The population less subject to these questions is the 25-54, hence I usually try to look for statistics on this population when I'm to evaluate some kind of "health" of the economy. And sometimes just male, since as shown below 25-54 female employment rate is rapidly changing.

Pink in France, blue is UK, data from eurostat online database.

Male 25-54 employment rate:

Female 25-54 employment rate:

Total 25-54 employment rate:

15-64 part time workers rate amongst workers:

(only stat available on part time on the OECD site, I'd liked to get the 25-54 rate as well)

The male situation was bad in the UK in 1992, so beware of article showing only progress on the last ten years while ignoring starting positions :).

25-54 male employment rate is more or less stable in France, moving in the 86-88 range. UK is above in recent years, I don't know if 88 is some kind of limit ("real" inactive people and transition from work to work).

§ **Input material**:
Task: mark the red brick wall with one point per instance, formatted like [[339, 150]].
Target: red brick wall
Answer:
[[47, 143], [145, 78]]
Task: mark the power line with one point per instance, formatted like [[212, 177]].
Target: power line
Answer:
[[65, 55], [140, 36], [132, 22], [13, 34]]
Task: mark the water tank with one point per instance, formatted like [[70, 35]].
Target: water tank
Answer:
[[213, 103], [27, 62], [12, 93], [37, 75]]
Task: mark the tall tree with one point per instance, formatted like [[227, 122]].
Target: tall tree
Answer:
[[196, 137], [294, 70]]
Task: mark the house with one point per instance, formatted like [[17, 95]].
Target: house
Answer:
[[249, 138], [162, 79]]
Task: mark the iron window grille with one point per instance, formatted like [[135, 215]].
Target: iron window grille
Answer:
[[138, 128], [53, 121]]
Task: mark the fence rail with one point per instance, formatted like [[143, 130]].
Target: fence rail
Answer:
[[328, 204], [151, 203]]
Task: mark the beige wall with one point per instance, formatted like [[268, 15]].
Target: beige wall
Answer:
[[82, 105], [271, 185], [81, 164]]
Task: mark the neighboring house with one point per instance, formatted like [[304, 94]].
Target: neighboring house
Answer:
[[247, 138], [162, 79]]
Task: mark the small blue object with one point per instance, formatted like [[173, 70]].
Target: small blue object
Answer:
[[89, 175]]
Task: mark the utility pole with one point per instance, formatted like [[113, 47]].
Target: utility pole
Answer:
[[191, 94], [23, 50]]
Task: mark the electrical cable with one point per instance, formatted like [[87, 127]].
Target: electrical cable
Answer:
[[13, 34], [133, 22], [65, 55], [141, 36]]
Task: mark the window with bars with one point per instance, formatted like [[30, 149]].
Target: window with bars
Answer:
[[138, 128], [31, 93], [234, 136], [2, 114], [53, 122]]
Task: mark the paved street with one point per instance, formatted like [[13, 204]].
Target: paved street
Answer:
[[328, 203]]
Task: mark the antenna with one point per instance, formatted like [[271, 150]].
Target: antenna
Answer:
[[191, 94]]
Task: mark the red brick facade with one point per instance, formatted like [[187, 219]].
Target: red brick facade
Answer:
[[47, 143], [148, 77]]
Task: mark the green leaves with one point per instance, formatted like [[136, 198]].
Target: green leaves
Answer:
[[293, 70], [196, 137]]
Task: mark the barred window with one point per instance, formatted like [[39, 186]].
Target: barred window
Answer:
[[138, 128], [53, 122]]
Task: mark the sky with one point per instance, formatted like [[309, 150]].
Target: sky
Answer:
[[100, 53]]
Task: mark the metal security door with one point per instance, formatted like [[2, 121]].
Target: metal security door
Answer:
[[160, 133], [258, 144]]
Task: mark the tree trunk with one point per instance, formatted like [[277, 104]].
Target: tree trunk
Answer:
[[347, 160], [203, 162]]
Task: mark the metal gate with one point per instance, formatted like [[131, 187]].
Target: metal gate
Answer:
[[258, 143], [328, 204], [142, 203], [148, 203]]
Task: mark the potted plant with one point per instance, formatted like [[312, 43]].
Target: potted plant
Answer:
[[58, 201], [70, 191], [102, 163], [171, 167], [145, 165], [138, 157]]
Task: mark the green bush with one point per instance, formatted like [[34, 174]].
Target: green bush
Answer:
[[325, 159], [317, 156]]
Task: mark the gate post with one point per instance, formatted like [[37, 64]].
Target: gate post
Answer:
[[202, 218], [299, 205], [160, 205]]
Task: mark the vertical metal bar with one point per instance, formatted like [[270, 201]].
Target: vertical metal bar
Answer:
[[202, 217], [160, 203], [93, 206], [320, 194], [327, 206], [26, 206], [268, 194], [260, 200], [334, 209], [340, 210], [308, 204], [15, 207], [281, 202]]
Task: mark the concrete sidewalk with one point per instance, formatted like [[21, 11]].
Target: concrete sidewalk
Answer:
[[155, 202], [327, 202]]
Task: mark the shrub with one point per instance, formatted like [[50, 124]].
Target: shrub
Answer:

§ **Short task 1**:
In the excerpt on employment rates, within what range does the male 25-54 employment rate in France move?
§ **Short task 2**:
Revise the part of the listing that opens with the line containing "Task: mark the small" and closes with the line containing "[[100, 53]]", replacing "barred window" with "grated window" and leaving everything else unchanged. Give only those lines.
The excerpt and the listing have nothing to do with each other.

§ **Correct answer 1**:
It moves in the 86-88 range.

§ **Correct answer 2**:
Task: mark the small blue object with one point per instance, formatted like [[173, 70]].
Target: small blue object
Answer:
[[89, 175]]
Task: mark the utility pole with one point per instance, formatted like [[113, 47]].
Target: utility pole
Answer:
[[191, 94], [23, 50]]
Task: mark the electrical cable with one point per instance, formatted like [[87, 127]].
Target: electrical cable
Answer:
[[13, 34], [133, 22], [65, 55], [141, 36]]
Task: mark the window with bars with one point per instance, formatted like [[30, 149]].
Target: window with bars
Answer:
[[138, 128], [31, 93], [234, 136], [2, 114], [53, 122]]
Task: mark the paved street with one point per instance, formatted like [[13, 204]].
Target: paved street
Answer:
[[328, 203]]
Task: mark the antenna with one point per instance, formatted like [[271, 150]].
Target: antenna
Answer:
[[191, 94]]
Task: mark the red brick facade with one point per instance, formatted like [[187, 219]].
Target: red brick facade
Answer:
[[47, 143], [148, 77]]
Task: mark the green leaves with one point per instance, formatted like [[136, 198]].
Target: green leaves
Answer:
[[293, 70], [196, 137]]
Task: mark the grated window with one point per instance, formatted like [[39, 186]].
Target: grated window
Answer:
[[138, 128], [53, 122]]
Task: mark the sky with one point per instance, formatted like [[309, 150]].
Target: sky
Answer:
[[100, 53]]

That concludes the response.